* [REQUESTS]:
1/ In the article on Cubs relief pitching, what ERA have Cubs relievers posted this postseason?
2/ Quote the article on Cubs relief pitching word for word, starting with "The Cubs, you" and going on through "the wrong buttons).".

* [PASSAGE TO READ]:
%%

The Cubs, you may have heard, are having tremendous problems with relief pitching. Both their own and with the opposition’s. Cubs relievers have a 7.03 ERA this postseason, and have allowed six runs on eight hits and have walked six batters in seven innings of work. And no, the relief struggles aren’t just a matter of Joe Maddon pushing the wrong buttons (even though, yeah, he has pushed the wrong buttons).

Maddon pushed Wade Davis for 44 pitches in Game 5 of the NLDS, limiting his availability in Games 1 and 2. That pushing is a result of a lack of relief depth on the Cubs. Brian Duensing, Pedro Strop and Carl Edwards Jr. all have talent and all have had their moments, but none of them are the sort of relievers we have come to see in the past few postseasons. The guys who, when your starter tosses 80 pitches in four innings like Jon Lester did the other night, can be relied upon to shut down the opposition for three and a half more until your lights-out closer can get the four-out save.

%%

Location annotation dataset excerpts:

%%

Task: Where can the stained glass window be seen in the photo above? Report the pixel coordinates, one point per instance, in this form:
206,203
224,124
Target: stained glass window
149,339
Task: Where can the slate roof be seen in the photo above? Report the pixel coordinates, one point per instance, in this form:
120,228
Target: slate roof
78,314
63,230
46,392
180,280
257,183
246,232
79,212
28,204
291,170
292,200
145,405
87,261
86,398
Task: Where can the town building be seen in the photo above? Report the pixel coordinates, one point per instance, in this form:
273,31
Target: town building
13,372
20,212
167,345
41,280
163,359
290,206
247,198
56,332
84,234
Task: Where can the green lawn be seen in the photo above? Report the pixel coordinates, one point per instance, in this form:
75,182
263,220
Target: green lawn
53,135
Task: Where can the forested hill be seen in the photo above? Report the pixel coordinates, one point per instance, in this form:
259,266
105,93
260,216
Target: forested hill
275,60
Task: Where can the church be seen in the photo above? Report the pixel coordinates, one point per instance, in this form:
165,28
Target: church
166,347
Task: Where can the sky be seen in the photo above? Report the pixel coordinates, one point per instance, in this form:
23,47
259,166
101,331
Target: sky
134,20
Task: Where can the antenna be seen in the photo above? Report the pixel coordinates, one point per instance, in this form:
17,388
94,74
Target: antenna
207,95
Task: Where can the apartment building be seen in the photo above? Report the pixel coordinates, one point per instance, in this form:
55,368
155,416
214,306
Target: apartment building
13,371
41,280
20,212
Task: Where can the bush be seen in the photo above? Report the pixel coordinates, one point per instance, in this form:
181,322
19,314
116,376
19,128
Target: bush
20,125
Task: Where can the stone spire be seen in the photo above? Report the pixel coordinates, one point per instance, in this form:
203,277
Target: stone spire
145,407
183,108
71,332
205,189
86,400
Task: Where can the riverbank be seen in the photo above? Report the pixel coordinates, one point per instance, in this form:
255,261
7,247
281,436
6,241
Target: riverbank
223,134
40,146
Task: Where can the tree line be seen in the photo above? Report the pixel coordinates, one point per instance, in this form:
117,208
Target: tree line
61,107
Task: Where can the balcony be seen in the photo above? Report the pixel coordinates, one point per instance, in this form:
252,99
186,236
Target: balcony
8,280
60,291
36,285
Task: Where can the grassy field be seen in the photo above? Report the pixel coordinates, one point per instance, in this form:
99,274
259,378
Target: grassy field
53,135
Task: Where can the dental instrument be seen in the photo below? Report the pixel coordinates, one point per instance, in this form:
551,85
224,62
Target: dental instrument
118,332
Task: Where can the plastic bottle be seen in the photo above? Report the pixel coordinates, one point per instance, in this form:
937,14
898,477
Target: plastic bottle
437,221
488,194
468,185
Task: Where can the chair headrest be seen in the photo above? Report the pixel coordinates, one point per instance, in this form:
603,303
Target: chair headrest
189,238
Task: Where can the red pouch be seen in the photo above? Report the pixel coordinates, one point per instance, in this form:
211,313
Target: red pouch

%%

* [SOLUTIONS IN ORDER]:
1/ 7.03

2/
The Cubs, you may have heard, are having tremendous problems with relief pitching. Both their own and with the opposition’s. Cubs relievers have a 7.03 ERA this postseason, and have allowed six runs on eight hits and have walked six batters in seven innings of work. And no, the relief struggles aren’t just a matter of Joe Maddon pushing the wrong buttons (even though, yeah, he has pushed the wrong buttons).